*** Opening Study material ***
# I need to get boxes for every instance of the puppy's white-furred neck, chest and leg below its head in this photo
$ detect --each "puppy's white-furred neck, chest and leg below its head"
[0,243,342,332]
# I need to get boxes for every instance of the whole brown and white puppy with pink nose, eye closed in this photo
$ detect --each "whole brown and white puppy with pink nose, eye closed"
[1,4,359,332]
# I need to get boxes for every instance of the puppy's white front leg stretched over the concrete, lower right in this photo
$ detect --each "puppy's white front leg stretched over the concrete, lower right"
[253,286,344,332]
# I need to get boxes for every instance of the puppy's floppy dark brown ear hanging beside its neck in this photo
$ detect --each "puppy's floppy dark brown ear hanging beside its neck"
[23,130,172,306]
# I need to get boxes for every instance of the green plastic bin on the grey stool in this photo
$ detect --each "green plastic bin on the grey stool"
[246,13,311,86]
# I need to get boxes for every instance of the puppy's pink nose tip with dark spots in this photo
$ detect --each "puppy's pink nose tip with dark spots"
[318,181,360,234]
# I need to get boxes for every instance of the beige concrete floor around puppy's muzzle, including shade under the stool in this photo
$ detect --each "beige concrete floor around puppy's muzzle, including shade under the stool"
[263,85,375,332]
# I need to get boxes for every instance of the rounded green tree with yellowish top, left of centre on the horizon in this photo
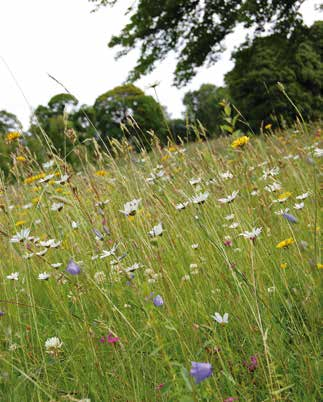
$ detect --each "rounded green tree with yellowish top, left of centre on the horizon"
[94,84,166,148]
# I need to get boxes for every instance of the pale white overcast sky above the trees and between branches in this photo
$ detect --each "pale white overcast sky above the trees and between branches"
[0,0,322,128]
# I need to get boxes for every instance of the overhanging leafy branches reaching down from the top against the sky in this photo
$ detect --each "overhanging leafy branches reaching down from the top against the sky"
[89,0,304,86]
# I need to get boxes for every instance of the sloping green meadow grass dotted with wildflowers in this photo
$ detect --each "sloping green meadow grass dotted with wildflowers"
[0,127,322,402]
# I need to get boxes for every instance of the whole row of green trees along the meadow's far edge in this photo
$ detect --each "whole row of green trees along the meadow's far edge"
[0,21,323,177]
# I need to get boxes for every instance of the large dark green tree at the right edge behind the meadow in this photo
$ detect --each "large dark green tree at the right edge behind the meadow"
[225,21,323,129]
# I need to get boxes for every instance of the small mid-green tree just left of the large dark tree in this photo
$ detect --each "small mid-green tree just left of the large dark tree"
[183,84,229,136]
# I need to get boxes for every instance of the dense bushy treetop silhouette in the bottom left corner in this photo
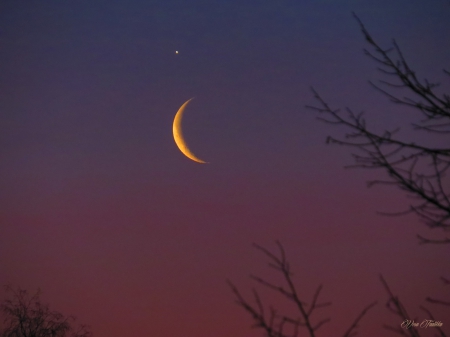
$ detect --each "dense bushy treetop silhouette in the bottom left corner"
[0,286,92,337]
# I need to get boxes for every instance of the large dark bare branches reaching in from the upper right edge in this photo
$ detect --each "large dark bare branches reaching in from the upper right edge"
[307,14,450,243]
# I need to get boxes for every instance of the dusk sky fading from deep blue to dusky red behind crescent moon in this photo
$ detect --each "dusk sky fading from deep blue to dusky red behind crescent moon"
[0,0,450,337]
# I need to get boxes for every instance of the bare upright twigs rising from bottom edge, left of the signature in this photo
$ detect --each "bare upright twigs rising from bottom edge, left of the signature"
[228,241,376,337]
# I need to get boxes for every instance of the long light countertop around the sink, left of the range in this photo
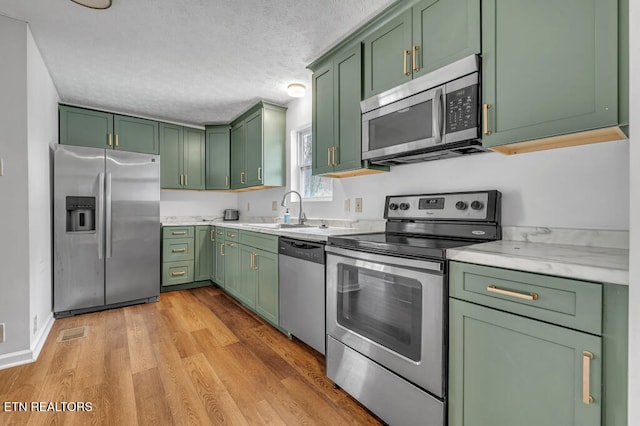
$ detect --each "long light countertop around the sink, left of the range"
[161,217,384,242]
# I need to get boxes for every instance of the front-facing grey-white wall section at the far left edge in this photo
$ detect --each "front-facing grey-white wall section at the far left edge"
[0,15,31,365]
*** Closing Study material ***
▸ What is required
Return every line of the data above exactly, and omit all pictures.

▸ Exercise solution
# I need to get boxes for every instance of the puppy's white-furred neck, chest and leg below its head in this photo
$ detect --each "puppy's white-furred neck, chest and leg below its head"
[0,243,342,332]
# I need to get boxes for every instance of the whole brown and white puppy with pink nose, eye closed in this photo
$ detect --each "whole brown and white puppy with pink nose, eye closed"
[1,4,359,332]
# I need to get boxes for every instance of the puppy's white front leg stretched over the concrete, lower right in this photo
$ detect --each "puppy's white front leg stretched over the concrete, lower right"
[253,286,344,332]
# I need to get boxes for every instance of the puppy's floppy dark brown ear hanging beside its neck in this photo
$ detect --each "puppy's floppy dark brown ear hanging beside its neck"
[23,130,172,306]
# I need to get boxes for every instance of the green plastic bin on the grey stool in this photo
$ detect --each "green plastic bin on the grey stool"
[246,13,311,86]
# I need to get boxes for every instance of the puppy's pink nose tip with dark spots in this photo
$ detect --each "puppy's pink nose tip with dark spots"
[318,181,360,234]
# I need to get boxes for every instance of the beige concrete floor around puppy's muzzle, including shade under the stool in this photo
$ detect --each "beige concrete floor around puppy's muzzle, including shade under the stool"
[263,85,375,332]
# I need to get boxes for every instance of the rounded green tree with yellowish top, left of centre on the horizon in this photo
$ detect --each "rounded green tree with yellowish top, left of centre on the horizon"
[94,84,166,148]
# I need to get boxes for every instance of the pale white overcast sky above the trees and between branches in this photo
$ detect --each "pale white overcast sky above the trees and between branches"
[0,0,322,128]
# I need to get boxes for every instance of the overhanging leafy branches reaching down from the top against the sky in this photo
$ detect --each "overhanging leafy branches reaching down from the top against the sky"
[89,0,304,86]
# I need to get boxes for every instance of the sloping green meadow grass dotted with wildflowers in this photo
$ detect --each "sloping green meadow grass dotted with wildflowers"
[0,127,322,402]
# I need to get boxes for every instance of the whole row of green trees along the meadow's far edge in this photo
$ detect --each "whole row of green trees along the meadow's far edge"
[0,21,323,177]
# I need to get boxes for every instance of the large dark green tree at the right edge behind the meadow in this photo
$ detect --each "large dark green tree at the right edge behind the meadow"
[225,21,323,129]
# I need to get boxes for every instance of the small mid-green tree just left of the large dark tree in this photo
$ detect --each "small mid-green tree just left of the large dark tree"
[183,84,229,136]
# I need to get boxes for every instance of the dense bushy treetop silhouette in the bottom left corner in this photo
$ detect --each "dense bushy treetop silhouette in the bottom left corner"
[0,286,92,337]
# I need to get boxes for every instance of the large dark bare branches reaching in from the upper right edge in this photo
$ detect --each "large dark bare branches reaching in from the upper right edge"
[307,14,450,243]
# I need to get boxes for every instance of the dusk sky fading from deep blue to dusky red behind crescent moon in this photo
$ detect --each "dusk sky fading from deep blue to dusky red behind crescent moon"
[0,0,450,337]
# I need to get boxes for every instance of the bare upright twigs rising from bottom edge, left of the signature in this photo
$ detect --each "bare upright twigs rising from bottom edge, left of the signature"
[228,241,376,337]
# I need to get boxes for every instance of the long light countertop around the sink, left of the range in this photo
$ detect --each "long light countertop around the sink, left of the range"
[161,217,384,242]
# I need to get boxes for every instance of the front-facing grey-white wall section at the far left edge in this photo
$ detect --each "front-facing grey-white wall section at the far left edge"
[0,15,31,365]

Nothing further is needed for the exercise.